◆ Problem 1
Transcribe from the court opinion below everything from "Opinion filed March" down to "(5 ILCS 315/20(b)", reproducing the wording and punctuation precisely.

◆ Given passage

================

THE VILLAGE OF WINFIELD, Appellant, v. THE ILLINOIS STATE LABOR
RELATIONS BOARD et al., Appellees.
Opinion filed March 20, 1997.

JUSTICE BILANDIC delivered the opinion of the court:
The Village of Winfield (the Village) appeals from a decision
of the appellate court confirming the decision and order of the
Illinois State Labor Relations Board (the Board) certifying the
Metropolitan Alliance of Police, Winfield Chapter No. 138 (the
union), as the duly elected collective-bargaining representative of
certain employees of the Village police department. The Village
contended that the Board did not have jurisdiction to consider the
union's representation petition, pursuant to section 20(b) of the
Illinois Public Labor Relations Act (the Act) (5 ILCS 315/20(b)
(West 1992)), because the Village employs fewer than 35 employees.
The appellate court held that the Village employed 35 or more
employees and was therefore subject to the jurisdiction of the
Board. Nos. 2--95--0042, 2--95--0335 cons. (unpublished order under
Supreme Court Rule 23). We accepted the Village's petition for
leave to appeal. 155 Ill. 2d R. 315. We now reverse the decision of
the appellate court.

================

◆ Problem 2
Gather each line of the records below that contains the string "kiosk". Matching is case-sensitive.

================

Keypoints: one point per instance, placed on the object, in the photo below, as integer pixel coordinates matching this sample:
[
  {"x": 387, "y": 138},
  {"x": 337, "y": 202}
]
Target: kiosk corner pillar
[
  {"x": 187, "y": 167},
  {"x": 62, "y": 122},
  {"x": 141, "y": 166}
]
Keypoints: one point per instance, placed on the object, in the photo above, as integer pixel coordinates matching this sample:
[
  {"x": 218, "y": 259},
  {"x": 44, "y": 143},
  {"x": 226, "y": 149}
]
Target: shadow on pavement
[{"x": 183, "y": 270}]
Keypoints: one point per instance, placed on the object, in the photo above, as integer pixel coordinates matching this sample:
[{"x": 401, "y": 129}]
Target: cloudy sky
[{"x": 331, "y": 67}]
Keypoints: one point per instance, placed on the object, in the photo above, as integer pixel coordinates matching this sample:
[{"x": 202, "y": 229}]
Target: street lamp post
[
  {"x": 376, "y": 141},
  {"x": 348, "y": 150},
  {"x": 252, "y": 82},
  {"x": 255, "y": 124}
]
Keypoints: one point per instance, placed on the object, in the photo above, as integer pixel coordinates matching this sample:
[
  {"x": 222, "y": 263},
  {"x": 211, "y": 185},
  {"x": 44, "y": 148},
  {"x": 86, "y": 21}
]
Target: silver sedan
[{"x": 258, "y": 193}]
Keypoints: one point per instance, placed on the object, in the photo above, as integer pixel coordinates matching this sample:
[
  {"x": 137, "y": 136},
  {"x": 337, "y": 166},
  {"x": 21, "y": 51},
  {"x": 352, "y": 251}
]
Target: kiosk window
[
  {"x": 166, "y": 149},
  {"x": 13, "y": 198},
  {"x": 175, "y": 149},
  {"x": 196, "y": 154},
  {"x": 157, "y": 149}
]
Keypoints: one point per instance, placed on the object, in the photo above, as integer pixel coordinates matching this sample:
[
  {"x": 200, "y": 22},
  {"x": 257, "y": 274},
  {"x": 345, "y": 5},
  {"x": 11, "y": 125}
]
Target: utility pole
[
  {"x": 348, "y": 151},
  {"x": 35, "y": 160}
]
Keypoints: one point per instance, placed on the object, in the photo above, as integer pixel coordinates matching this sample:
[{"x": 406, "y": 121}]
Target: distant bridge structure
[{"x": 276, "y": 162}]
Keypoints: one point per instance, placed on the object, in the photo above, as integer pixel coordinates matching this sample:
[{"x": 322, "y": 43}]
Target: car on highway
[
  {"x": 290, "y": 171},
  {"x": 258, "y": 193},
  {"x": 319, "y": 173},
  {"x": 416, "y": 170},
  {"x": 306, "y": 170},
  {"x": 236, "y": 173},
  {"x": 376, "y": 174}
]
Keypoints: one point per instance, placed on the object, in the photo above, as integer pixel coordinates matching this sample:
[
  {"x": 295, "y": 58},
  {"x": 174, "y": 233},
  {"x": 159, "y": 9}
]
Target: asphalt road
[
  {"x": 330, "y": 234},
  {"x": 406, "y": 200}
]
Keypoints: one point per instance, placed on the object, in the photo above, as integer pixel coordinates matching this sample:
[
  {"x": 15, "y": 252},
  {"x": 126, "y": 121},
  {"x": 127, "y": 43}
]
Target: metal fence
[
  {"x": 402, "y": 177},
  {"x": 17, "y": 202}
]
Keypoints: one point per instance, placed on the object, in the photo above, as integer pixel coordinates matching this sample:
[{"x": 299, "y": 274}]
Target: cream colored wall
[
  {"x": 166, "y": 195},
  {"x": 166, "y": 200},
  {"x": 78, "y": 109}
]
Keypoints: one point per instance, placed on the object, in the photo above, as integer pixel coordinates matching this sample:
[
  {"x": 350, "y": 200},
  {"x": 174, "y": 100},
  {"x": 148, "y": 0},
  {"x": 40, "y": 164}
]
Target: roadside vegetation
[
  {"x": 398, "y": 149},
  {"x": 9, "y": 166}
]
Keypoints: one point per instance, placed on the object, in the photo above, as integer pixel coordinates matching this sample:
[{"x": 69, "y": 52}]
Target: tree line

================

◆ Problem solution 1
Opinion filed March 20, 1997.

JUSTICE BILANDIC delivered the opinion of the court:
The Village of Winfield (the Village) appeals from a decision
of the appellate court confirming the decision and order of the
Illinois State Labor Relations Board (the Board) certifying the
Metropolitan Alliance of Police, Winfield Chapter No. 138 (the
union), as the duly elected collective-bargaining representative of
certain employees of the Village police department. The Village
contended that the Board did not have jurisdiction to consider the
union's representation petition, pursuant to section 20(b) of the
Illinois Public Labor Relations Act (the Act) (5 ILCS 315/20(b)

◆ Problem solution 2
Target: kiosk corner pillar
Target: kiosk window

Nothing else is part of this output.